** What you have to do **
Edit the lines below so that "deer front leg" reads "deer hind leg" wherever it occurs, keeping everything else the same.

▬▬▬

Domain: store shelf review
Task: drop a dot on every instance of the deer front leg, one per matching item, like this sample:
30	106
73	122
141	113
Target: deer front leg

▬▬▬

** Solution to this task **
Domain: store shelf review
Task: drop a dot on every instance of the deer hind leg, one per matching item, like this sample:
30	106
73	122
141	113
Target: deer hind leg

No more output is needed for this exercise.